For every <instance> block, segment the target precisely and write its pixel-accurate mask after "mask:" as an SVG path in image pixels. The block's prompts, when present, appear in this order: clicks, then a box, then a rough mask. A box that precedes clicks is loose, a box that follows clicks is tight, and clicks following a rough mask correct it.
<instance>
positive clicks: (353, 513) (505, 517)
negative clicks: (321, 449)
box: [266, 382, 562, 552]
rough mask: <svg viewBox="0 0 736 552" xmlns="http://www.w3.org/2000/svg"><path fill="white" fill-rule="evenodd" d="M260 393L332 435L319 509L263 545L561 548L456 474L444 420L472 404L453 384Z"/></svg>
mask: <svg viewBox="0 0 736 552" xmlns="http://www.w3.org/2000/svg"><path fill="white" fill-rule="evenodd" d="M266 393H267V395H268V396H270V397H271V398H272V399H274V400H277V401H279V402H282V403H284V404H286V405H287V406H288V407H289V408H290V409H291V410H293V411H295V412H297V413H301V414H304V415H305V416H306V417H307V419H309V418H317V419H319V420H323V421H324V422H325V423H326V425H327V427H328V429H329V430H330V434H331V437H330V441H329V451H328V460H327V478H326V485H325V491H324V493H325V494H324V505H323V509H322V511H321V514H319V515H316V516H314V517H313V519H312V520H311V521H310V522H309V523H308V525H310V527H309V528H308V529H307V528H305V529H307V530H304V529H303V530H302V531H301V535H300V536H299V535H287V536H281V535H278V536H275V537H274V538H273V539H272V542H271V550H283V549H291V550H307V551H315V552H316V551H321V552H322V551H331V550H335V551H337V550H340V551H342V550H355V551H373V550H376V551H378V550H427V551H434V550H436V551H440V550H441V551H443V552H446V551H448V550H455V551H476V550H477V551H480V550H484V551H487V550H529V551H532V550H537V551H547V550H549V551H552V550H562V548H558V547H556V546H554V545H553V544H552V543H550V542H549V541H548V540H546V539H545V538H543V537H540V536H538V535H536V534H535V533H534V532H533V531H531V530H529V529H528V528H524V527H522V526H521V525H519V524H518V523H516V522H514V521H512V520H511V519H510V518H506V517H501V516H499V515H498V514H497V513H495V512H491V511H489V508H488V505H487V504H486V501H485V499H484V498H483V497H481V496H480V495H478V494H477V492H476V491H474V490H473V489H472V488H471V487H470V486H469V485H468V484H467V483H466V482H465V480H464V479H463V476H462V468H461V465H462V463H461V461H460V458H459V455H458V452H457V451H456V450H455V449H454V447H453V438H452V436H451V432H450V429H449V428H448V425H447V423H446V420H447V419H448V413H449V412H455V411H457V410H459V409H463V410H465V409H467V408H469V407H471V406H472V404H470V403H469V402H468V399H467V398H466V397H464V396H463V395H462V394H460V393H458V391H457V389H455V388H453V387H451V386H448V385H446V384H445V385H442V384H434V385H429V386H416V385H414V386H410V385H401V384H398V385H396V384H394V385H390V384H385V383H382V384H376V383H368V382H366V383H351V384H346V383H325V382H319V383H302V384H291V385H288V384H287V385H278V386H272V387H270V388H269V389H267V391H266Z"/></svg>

________________

Task
Return the entries above word for word.

Solution for this exercise
For every <instance> block, segment the target precisely and write its pixel-accurate mask after "mask:" as an SVG path in image pixels. The block's prompts, when present, appear in this order: clicks, then a box, then a rough mask. A box that precedes clicks is loose, a box that follows clicks is tight, and clicks following a rough mask correct it.
<instance>
positive clicks: (353, 513) (505, 517)
negative clicks: (321, 449)
box: [266, 382, 562, 552]
rough mask: <svg viewBox="0 0 736 552" xmlns="http://www.w3.org/2000/svg"><path fill="white" fill-rule="evenodd" d="M260 393L332 435L319 509L263 545L561 548L456 474L444 420L472 404L453 384Z"/></svg>
mask: <svg viewBox="0 0 736 552" xmlns="http://www.w3.org/2000/svg"><path fill="white" fill-rule="evenodd" d="M266 393H267V395H268V396H270V397H271V398H272V399H274V400H277V401H279V402H282V403H284V404H286V405H287V406H288V407H289V408H290V409H291V410H293V411H295V412H297V413H301V414H304V415H305V416H306V417H307V419H309V418H317V419H319V420H323V421H324V422H325V423H326V425H327V427H328V429H329V430H330V434H331V437H330V441H329V451H328V460H327V478H326V485H325V491H324V493H325V494H324V505H323V509H322V511H321V514H319V515H316V516H314V517H313V519H312V520H311V521H310V522H309V523H308V525H310V527H309V528H308V529H307V528H305V529H307V530H304V529H303V530H302V531H301V535H300V536H299V535H287V536H281V535H278V536H275V537H274V538H273V539H272V542H271V550H283V549H291V550H307V551H315V552H316V551H321V552H322V551H331V550H335V551H337V550H340V551H342V550H355V551H373V550H376V551H378V550H427V551H434V550H436V551H440V550H441V551H443V552H446V551H448V550H455V551H476V550H477V551H480V550H484V551H487V550H529V551H532V550H537V551H547V550H549V551H552V550H562V548H558V547H556V546H554V545H553V544H552V543H550V542H549V541H548V540H546V539H545V538H543V537H540V536H538V535H536V534H535V533H534V532H533V531H531V530H529V529H528V528H524V527H522V526H521V525H519V524H518V523H516V522H514V521H512V520H511V519H510V518H506V517H501V516H499V515H498V514H497V513H495V512H491V511H489V508H488V505H487V504H486V501H485V499H484V498H483V497H481V496H480V495H478V494H477V492H476V491H474V490H473V489H472V488H471V487H470V486H469V485H468V484H467V483H466V482H465V480H464V479H463V476H462V468H461V465H462V463H461V461H460V458H459V455H458V452H457V451H456V450H455V449H454V447H453V438H452V436H451V432H450V429H449V428H448V425H447V423H446V420H447V419H448V413H449V412H455V411H457V410H459V409H463V410H465V409H467V408H469V407H471V406H472V404H470V403H469V402H468V399H467V398H466V397H464V396H463V395H462V394H460V393H458V391H457V389H455V388H453V387H451V386H448V385H446V384H445V385H442V384H434V385H429V386H416V385H414V386H410V385H401V384H398V385H396V384H394V385H390V384H385V383H382V384H376V383H368V382H366V383H351V384H346V383H325V382H319V383H302V384H291V385H288V384H287V385H278V386H272V387H270V388H269V389H267V391H266Z"/></svg>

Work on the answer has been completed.